_Saved entries:_
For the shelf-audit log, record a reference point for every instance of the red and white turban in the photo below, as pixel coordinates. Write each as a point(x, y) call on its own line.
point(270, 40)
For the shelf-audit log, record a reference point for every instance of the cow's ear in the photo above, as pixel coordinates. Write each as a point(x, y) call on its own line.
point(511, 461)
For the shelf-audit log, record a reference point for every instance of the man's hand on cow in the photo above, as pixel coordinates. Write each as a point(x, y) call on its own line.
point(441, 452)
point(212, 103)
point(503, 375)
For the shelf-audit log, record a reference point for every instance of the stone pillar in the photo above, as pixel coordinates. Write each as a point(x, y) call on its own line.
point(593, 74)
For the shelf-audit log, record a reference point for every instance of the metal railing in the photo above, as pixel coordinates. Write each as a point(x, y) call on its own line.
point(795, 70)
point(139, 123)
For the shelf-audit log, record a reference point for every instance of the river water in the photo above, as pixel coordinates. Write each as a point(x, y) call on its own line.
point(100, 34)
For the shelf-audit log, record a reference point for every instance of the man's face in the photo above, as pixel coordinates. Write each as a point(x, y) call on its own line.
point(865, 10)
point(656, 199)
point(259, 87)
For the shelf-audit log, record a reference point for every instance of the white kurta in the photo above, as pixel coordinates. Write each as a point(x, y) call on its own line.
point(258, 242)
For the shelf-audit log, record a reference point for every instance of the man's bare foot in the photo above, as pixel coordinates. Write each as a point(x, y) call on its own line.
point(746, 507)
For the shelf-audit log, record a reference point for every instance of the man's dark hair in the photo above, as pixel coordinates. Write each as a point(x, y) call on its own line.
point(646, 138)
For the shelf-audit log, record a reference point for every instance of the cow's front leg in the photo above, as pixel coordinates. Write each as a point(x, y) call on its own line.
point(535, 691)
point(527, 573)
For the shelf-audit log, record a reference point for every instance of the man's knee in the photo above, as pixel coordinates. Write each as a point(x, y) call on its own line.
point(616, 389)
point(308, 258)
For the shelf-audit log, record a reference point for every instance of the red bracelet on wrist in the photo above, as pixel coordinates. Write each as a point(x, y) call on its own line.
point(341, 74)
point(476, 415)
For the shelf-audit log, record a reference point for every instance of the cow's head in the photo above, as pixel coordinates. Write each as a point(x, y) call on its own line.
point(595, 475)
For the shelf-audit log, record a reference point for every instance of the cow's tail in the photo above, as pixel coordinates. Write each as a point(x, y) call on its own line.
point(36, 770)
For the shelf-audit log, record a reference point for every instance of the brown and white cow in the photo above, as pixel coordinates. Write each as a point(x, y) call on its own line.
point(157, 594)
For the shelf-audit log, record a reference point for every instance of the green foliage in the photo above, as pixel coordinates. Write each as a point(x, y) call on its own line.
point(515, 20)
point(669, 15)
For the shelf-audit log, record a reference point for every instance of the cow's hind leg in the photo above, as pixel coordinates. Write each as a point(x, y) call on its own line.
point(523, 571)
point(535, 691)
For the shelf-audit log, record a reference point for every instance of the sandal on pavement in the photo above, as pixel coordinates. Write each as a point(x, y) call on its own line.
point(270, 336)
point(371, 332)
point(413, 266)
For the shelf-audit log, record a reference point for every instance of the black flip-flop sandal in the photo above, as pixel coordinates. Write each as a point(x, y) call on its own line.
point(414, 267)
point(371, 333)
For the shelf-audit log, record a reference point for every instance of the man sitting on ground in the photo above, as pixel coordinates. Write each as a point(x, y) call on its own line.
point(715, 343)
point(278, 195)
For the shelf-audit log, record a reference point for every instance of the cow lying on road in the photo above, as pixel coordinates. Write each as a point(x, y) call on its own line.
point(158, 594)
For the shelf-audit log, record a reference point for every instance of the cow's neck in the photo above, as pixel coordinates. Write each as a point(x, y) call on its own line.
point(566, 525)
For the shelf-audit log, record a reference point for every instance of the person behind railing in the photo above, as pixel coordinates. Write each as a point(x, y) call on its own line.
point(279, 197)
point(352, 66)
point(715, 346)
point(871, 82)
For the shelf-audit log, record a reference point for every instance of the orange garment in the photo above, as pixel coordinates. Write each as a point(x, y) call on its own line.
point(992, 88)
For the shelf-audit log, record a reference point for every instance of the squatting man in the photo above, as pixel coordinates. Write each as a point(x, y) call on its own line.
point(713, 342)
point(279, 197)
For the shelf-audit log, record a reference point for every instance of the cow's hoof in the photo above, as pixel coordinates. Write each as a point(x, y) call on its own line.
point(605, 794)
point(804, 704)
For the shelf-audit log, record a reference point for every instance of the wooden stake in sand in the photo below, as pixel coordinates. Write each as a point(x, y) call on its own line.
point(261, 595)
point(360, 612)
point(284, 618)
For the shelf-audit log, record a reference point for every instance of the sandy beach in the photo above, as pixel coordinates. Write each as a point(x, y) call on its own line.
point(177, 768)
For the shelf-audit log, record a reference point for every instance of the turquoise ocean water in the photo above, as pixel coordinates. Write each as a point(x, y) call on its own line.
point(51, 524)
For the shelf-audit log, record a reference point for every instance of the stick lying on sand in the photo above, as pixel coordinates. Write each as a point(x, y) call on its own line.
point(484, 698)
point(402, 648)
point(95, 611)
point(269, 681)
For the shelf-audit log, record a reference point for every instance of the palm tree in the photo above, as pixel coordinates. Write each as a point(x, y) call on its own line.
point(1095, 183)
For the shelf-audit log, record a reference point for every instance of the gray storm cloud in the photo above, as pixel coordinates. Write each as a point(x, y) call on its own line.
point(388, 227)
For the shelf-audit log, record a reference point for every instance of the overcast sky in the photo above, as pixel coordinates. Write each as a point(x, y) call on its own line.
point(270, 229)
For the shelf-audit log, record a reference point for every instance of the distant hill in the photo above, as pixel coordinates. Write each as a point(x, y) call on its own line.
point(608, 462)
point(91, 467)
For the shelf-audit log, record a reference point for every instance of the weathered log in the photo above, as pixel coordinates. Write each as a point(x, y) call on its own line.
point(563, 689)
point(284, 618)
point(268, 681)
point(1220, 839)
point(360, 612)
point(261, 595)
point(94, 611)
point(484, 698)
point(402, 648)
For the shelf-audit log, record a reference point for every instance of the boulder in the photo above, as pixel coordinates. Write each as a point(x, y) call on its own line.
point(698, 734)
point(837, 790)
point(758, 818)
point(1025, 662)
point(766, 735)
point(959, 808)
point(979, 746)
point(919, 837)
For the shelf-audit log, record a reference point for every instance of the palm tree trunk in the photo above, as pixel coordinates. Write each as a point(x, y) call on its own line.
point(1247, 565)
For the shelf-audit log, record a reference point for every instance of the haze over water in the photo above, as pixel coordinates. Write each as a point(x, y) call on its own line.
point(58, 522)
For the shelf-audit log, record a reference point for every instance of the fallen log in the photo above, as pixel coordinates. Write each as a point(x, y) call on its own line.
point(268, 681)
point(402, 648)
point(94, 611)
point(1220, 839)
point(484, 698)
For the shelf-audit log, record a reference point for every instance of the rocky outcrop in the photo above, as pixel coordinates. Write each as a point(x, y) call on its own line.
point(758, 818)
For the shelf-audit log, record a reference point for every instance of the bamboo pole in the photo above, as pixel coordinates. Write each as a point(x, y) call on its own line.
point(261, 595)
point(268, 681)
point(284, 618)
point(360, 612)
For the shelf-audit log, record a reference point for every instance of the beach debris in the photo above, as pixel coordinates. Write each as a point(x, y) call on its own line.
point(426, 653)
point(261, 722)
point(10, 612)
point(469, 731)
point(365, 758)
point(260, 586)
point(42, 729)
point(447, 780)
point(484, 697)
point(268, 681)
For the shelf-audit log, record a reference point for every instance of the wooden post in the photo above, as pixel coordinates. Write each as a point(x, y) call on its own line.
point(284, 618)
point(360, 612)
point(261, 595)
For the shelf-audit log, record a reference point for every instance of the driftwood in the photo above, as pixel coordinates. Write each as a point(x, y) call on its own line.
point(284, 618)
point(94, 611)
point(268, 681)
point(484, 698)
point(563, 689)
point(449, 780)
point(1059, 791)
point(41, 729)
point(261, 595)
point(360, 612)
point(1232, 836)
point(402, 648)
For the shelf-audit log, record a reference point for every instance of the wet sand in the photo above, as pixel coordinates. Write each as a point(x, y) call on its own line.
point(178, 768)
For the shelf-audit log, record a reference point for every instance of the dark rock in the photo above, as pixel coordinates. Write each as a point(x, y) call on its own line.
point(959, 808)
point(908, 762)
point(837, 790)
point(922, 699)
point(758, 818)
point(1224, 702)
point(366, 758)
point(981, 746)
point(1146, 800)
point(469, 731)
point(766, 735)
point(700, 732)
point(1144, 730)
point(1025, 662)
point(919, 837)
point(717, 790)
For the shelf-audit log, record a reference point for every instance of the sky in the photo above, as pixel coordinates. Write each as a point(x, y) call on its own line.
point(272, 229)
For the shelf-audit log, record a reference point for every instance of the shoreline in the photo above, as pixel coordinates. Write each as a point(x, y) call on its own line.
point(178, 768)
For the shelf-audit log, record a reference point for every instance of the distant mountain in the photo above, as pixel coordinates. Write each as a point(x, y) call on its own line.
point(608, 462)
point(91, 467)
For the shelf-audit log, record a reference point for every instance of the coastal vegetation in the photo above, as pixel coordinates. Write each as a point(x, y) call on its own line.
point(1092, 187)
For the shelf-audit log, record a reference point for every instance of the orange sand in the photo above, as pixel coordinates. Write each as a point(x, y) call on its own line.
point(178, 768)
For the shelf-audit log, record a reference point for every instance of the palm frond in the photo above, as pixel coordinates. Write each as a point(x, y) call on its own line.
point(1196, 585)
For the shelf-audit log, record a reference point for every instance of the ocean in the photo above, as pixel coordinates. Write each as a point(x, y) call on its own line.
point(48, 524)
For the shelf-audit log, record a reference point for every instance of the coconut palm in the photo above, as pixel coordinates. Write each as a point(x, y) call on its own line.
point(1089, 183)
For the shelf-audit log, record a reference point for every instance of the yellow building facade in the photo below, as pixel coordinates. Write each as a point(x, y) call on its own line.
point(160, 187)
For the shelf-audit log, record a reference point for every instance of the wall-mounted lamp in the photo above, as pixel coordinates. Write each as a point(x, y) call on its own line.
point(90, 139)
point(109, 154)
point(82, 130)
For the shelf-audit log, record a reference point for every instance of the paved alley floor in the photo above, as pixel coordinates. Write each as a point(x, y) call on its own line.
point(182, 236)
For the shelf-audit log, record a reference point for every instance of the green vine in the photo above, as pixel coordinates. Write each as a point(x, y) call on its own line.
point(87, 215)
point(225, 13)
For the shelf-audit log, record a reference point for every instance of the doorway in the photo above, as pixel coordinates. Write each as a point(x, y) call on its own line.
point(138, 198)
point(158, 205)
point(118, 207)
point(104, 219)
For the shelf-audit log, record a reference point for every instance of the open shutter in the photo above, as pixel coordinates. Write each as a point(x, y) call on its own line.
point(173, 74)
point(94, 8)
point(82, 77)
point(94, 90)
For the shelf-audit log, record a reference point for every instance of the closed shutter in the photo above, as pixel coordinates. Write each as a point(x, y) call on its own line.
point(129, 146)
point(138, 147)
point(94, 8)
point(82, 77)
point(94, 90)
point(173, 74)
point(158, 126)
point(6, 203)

_Exercise details:_ Copy the rows above word for word, beginning with the first line and continuing through the line that contains "point(270, 40)", with both of those lines included.

_Complete response:_
For the shelf-audit log, record a reference point for every instance of the red and white turban in the photo below, as pixel coordinates. Write each as a point(x, y) call on its own line.
point(270, 40)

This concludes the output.